• **SOURCE DATA**
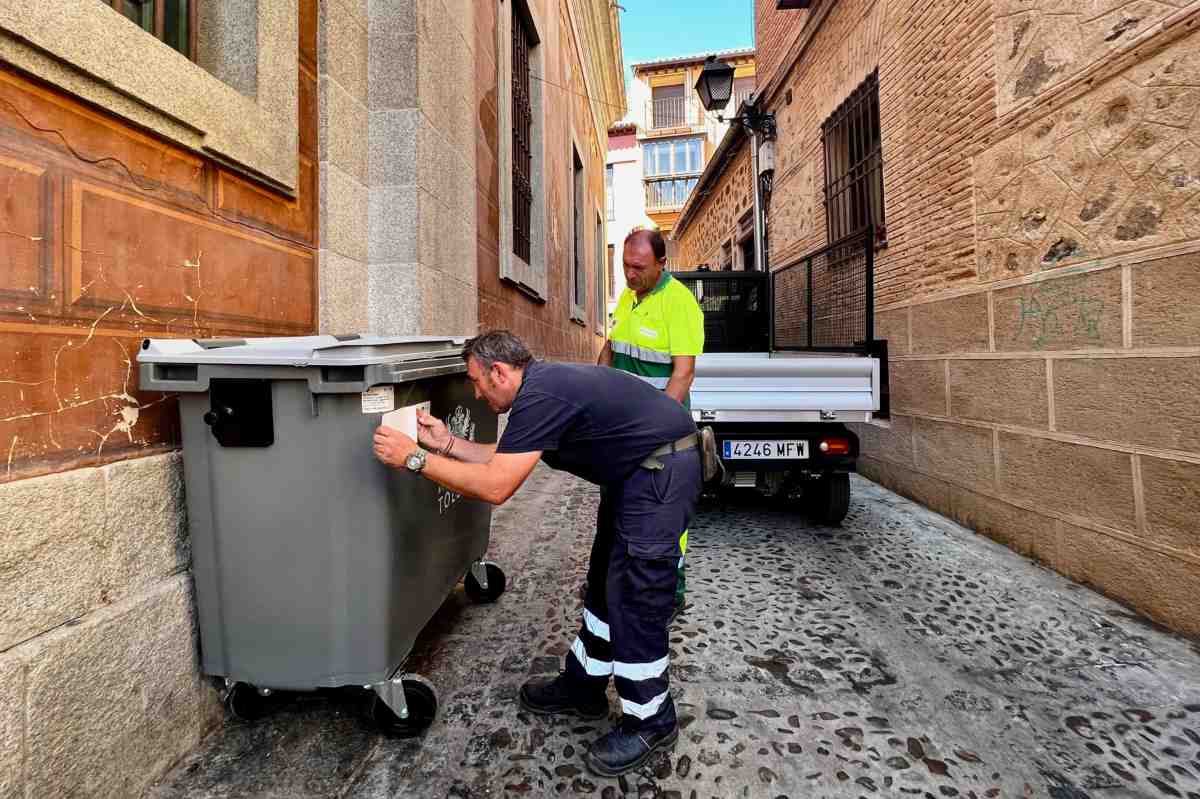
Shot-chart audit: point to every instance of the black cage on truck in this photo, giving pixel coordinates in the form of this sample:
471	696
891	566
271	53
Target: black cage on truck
820	302
823	301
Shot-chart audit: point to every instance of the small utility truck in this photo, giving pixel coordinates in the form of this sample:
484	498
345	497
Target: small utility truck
790	359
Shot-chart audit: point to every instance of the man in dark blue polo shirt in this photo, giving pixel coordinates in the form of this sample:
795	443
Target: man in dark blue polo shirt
616	431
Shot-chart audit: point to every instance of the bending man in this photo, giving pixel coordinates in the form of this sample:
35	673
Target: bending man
641	446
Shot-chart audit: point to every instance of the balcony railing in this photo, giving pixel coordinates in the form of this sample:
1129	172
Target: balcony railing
673	112
669	193
739	97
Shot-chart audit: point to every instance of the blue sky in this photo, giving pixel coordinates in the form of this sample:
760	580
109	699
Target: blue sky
658	29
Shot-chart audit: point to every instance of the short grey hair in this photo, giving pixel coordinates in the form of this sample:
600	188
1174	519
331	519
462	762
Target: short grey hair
497	347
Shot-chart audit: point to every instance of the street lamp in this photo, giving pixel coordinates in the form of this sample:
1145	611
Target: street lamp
715	86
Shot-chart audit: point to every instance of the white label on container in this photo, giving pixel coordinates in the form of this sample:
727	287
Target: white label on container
379	400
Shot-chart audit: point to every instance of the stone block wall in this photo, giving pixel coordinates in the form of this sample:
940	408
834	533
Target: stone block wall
1041	278
397	167
100	686
115	233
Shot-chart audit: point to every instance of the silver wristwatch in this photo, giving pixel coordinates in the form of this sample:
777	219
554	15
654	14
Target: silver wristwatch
415	462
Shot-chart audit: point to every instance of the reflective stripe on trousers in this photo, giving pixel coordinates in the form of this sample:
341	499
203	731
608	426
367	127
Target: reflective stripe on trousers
631	583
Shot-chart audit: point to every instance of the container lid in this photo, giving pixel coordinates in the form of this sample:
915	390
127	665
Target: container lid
300	350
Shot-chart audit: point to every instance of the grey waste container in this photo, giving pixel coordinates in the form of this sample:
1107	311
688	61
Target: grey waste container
316	565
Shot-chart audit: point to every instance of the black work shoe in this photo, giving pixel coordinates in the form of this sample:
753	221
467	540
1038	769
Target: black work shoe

• **ACTION ITEM**
Gather each line from the listing above that holds "work".

• **RESPONSE**
Shot-chart audit: point to every instance of the black work shoe in this photo, giving pixel coordinates in the form of this sample:
Target: black work shoe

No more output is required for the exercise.